WRITTEN EXERCISE: Please render the entries below as a Markdown table with the columns "Row" and "Line", starting at the line containing "the concrete pillar" and ending at the last line of the entries. Give each line its own row, number the rows, and omit blank lines.

=====

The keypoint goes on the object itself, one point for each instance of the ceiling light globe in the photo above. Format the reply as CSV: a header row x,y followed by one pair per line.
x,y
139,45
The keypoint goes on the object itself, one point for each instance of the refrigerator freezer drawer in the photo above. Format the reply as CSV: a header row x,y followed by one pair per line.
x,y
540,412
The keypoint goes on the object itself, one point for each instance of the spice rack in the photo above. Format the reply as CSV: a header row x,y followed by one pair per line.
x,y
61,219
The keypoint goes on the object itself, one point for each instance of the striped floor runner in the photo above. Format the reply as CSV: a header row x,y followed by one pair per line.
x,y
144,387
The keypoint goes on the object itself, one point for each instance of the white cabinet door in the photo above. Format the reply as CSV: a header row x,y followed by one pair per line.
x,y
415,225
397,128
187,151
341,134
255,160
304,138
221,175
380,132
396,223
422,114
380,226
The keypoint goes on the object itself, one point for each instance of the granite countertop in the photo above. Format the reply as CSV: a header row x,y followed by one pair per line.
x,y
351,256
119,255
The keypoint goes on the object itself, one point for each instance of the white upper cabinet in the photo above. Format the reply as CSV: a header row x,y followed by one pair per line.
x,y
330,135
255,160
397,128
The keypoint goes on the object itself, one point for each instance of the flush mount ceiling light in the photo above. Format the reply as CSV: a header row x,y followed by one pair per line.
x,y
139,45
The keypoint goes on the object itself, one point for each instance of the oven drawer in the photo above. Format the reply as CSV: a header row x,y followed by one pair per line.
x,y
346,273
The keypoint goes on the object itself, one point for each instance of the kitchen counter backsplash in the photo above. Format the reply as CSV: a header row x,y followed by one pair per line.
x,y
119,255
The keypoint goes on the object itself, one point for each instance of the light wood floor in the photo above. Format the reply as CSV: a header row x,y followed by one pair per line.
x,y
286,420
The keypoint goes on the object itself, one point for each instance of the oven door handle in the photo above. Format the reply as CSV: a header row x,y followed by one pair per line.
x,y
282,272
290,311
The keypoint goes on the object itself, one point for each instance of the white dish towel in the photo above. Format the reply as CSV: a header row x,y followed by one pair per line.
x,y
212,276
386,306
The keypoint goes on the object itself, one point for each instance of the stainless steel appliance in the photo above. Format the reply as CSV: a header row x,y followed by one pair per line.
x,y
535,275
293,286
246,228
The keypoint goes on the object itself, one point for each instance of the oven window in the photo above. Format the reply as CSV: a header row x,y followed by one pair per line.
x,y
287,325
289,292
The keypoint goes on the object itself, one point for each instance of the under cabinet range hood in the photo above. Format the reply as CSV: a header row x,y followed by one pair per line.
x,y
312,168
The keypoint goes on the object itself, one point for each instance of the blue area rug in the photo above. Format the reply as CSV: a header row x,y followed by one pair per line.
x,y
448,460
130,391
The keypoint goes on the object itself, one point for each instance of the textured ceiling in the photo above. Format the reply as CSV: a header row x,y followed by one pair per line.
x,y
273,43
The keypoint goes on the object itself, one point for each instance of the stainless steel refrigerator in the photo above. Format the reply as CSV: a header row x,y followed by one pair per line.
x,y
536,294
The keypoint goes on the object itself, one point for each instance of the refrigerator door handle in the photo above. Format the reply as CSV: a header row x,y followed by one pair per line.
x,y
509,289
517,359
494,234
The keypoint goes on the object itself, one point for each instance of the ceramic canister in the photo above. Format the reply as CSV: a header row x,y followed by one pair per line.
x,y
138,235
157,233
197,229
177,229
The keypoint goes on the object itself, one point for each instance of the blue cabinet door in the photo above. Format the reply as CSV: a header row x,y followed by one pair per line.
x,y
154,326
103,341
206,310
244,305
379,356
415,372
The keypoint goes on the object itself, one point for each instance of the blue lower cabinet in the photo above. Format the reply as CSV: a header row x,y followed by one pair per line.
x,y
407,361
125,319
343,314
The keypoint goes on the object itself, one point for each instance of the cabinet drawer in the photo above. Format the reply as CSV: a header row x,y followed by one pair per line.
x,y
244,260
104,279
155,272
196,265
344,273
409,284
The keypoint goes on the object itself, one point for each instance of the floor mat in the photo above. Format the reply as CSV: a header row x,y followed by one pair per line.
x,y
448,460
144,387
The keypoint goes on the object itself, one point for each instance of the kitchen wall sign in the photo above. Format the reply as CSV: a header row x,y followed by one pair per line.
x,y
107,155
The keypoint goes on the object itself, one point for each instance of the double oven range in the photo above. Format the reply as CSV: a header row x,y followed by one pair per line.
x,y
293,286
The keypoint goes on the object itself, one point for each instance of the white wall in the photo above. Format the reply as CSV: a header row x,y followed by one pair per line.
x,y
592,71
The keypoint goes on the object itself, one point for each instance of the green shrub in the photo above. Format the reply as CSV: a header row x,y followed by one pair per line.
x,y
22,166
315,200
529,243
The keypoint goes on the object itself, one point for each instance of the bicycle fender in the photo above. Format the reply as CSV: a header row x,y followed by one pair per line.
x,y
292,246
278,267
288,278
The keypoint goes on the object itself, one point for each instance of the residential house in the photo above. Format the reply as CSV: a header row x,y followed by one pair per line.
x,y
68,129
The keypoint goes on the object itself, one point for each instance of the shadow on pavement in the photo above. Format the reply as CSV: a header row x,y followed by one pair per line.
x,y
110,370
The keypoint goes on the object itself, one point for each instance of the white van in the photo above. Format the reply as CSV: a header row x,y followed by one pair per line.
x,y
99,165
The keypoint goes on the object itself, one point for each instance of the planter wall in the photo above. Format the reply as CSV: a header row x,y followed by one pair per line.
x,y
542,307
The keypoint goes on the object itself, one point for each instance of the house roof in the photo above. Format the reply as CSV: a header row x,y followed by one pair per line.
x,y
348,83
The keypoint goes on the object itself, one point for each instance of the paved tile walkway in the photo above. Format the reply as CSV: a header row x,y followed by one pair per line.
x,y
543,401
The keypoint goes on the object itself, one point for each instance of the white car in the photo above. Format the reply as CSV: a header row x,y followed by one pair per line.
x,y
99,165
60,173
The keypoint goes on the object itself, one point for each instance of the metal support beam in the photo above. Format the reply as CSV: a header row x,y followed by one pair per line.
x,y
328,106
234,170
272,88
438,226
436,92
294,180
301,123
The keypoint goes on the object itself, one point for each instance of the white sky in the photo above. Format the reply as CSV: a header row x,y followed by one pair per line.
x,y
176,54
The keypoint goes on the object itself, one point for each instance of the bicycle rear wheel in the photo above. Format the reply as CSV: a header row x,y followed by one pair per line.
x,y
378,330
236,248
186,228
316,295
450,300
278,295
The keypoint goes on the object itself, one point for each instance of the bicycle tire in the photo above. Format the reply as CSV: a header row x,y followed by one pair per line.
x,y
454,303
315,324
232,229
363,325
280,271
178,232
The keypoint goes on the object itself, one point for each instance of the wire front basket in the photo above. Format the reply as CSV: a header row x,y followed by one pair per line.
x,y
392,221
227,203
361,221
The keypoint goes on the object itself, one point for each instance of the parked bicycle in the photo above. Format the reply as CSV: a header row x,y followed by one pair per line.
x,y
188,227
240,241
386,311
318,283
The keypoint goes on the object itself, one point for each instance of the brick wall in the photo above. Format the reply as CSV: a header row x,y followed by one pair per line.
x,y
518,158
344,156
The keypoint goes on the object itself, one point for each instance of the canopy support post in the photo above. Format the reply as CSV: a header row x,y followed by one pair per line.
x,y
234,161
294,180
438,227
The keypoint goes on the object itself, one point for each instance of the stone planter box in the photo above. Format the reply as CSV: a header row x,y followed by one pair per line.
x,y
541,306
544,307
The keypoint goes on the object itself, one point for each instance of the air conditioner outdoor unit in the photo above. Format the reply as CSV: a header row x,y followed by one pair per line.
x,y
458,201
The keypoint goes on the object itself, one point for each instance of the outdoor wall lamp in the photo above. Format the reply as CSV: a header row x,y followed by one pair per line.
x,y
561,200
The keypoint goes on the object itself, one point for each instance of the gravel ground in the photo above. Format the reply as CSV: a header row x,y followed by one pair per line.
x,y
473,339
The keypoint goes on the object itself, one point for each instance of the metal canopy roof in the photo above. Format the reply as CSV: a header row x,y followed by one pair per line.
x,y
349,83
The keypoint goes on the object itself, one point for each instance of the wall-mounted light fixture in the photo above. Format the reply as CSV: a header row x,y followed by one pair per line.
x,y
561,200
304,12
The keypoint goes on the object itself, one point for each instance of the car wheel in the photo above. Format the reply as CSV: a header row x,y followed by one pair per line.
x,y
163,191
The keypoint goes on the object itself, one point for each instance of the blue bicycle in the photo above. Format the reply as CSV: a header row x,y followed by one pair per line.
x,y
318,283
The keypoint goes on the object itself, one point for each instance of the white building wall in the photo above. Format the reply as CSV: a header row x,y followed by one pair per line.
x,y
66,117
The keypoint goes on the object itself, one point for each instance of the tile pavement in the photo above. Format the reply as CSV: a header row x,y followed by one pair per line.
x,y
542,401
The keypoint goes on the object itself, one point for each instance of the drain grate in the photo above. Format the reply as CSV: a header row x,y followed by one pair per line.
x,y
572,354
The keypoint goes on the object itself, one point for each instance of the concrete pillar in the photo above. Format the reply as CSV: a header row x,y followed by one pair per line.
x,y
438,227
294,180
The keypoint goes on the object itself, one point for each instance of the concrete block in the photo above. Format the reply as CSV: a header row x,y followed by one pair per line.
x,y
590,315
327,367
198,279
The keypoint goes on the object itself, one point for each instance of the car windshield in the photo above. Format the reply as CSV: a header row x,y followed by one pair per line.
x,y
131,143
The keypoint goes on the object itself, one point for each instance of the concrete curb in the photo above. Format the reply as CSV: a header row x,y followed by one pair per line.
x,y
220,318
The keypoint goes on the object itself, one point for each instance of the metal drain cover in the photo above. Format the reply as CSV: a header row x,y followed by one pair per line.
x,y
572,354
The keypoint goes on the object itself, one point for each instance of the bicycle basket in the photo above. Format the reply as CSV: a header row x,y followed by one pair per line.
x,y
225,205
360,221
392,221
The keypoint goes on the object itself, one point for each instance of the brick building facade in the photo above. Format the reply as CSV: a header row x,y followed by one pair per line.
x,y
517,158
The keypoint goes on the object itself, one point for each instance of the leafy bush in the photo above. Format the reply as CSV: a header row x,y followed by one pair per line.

=====

WORKED ANSWER:
| Row | Line |
|---|---|
| 1 | The keypoint goes on the object itself, one point for each instance of the concrete pillar in the photo above. Format the reply as CSV: a header row x,y followed by one pair per line. |
| 2 | x,y |
| 3 | 438,227 |
| 4 | 294,180 |
| 5 | The keypoint goes on the object itself, one point for each instance of the concrete block in the photo above. Format the reply as CSV: a header row x,y followed by one pair per line. |
| 6 | x,y |
| 7 | 590,315 |
| 8 | 327,367 |
| 9 | 198,279 |
| 10 | The keypoint goes on the object itself, one point for each instance of the car windshield in the photo above. Format the reply as CSV: a header row x,y followed by one pair per line. |
| 11 | x,y |
| 12 | 131,143 |
| 13 | The keypoint goes on the object itself, one point for each instance of the concrete curb in the photo above. Format the reply as CSV: a header row x,y followed by one pair per line. |
| 14 | x,y |
| 15 | 220,318 |
| 16 | The keypoint goes on the object itself, one point for each instance of the metal drain cover in the photo above. Format the reply as CSV: a header row x,y followed by one pair per line. |
| 17 | x,y |
| 18 | 572,354 |
| 19 | The keypoint goes on the object itself, one point for each instance of the bicycle basket in the photo above. Format the reply as CSV: a header row x,y followed by one pair per line. |
| 20 | x,y |
| 21 | 225,205 |
| 22 | 360,221 |
| 23 | 392,221 |
| 24 | The keypoint goes on the object itself, one point for each instance of the brick building facade in the photo above. Format the reply as CSV: a header row x,y followed by one pair per line. |
| 25 | x,y |
| 26 | 517,158 |
| 27 | The keypoint goes on the object itself, one point for each instance of the leafy bush in the photo above. Format the reply as CSV: a header row x,y followed by one pair per line. |